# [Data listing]

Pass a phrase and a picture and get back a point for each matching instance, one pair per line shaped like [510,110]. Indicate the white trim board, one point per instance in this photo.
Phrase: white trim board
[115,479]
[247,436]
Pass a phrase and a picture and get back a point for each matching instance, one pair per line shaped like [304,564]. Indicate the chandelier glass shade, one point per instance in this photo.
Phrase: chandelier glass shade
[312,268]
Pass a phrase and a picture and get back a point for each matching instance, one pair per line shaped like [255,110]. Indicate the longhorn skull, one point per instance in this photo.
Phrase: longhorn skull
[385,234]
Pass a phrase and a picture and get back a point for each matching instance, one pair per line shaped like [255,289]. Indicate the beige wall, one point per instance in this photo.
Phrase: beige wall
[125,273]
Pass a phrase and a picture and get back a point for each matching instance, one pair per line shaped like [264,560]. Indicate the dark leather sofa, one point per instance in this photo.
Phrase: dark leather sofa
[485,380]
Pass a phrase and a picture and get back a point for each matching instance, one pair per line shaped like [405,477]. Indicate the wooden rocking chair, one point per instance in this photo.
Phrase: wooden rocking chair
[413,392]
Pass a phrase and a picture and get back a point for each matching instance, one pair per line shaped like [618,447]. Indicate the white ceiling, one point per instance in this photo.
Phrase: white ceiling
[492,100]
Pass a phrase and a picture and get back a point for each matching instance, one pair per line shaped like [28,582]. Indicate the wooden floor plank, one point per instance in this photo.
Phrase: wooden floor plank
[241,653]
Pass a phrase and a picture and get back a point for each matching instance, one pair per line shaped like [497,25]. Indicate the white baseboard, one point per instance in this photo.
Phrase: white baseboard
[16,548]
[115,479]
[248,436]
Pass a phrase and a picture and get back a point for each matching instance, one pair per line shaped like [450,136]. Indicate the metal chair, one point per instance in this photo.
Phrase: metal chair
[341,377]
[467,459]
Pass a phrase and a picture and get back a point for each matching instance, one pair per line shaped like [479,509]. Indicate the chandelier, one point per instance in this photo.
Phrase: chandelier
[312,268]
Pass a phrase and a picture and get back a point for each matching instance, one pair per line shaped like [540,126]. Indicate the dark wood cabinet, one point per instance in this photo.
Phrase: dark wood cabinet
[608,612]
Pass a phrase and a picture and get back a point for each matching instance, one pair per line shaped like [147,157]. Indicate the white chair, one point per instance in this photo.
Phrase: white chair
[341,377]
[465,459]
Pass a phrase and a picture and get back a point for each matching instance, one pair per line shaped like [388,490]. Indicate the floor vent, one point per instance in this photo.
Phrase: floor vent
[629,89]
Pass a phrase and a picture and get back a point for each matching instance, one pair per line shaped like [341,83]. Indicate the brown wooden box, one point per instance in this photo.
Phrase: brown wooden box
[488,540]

# [Stated task]
Repeat the records exactly, including every line.

# [Solution to this exercise]
Pass a phrase and a picture and get back a point for each matching instance, one pair per line shaped like [510,110]. Indicate the white trim board, one point per instance in this photo.
Phrase: white trim board
[115,479]
[247,436]
Pass a phrase and a picture and get back a point for each matching instance, one pair per line shaped like [304,564]. Indicate the chandelier glass shade, one point per instance in this photo.
Phrase: chandelier glass shade
[312,268]
Pass a phrase and a picture and get back a point for each matching instance, one pair per line shaped like [255,110]. Indicate the longhorn skull, one point per instance in this photo.
Phrase: longhorn skull
[385,234]
Pass a phrase and a picture and get back a point for each matching instance, one pair per line shaped like [255,289]. Indicate the beige wall, one point per instance in this photo.
Phrase: beige wall
[125,273]
Pass a phrase and a picture and get back a point for each matching instance, one pair per line shaped like [264,560]. Indicate the dark leather sofa, one point per instance in this photo.
Phrase: dark leather sofa
[485,380]
Pass a phrase and a picture and get back a point for each matching instance, one pair per line shaped like [405,477]. Indicate the wooden rocking chair, one point per instance in this photo.
Phrase: wooden rocking chair
[413,392]
Pass a phrase and a picture and get back a point for each matching instance, one pair per line shaped like [618,447]. Indicate the white ceiling, one point per instance in this photo.
Phrase: white ceiling
[492,100]
Pass a phrase and a picture and get back a point for each matching instance, one pair per line shaped like [28,582]. Indicate the wooden floor plank, one point per instance in this photo.
Phrase: wooden floor plank
[241,653]
Pass a phrase and a picture and get back a point for each matching instance, one pair per line shaped like [497,25]. Indicate the white baseboard, one point per instance in this photo.
Phrase: white baseboard
[16,548]
[115,479]
[248,436]
Pass a phrase and a picture and get back a point for each matching instance, one pair per line shaped like [450,136]. Indicate the metal chair, one point per instance in this photo.
Phrase: metal chair
[341,377]
[467,459]
Pass a phrase and a picture and get back a point for each matching instance, one pair per line shaped like [479,509]. Indicate the chandelier, one point per instance in this photo.
Phrase: chandelier
[312,268]
Pass a phrase and a picture and get back a point for each matching instance, one pair per line shaped like [540,126]. Indicate the dark wood cabinet, one point per instance in this photo.
Phrase: dark wood cabinet
[608,612]
Pass a phrase and a picture and get back a point for each matching instance, one pair per line shaped like [147,157]. Indicate the white chair, one point per instance in this photo.
Phrase: white chair
[341,377]
[465,459]
Pass a phrase and a picture and get back a point for each matching instance, one pair per line shaped like [388,490]. Indicate the floor vent, one point per instance in this photo.
Phrase: floor vent
[629,89]
Pass a phrase and a picture and get back a point for each matching instance, one pair per line shaped like [341,83]. Indicate the brown wooden box, one point per instance in this photo.
Phrase: brown wooden box
[488,540]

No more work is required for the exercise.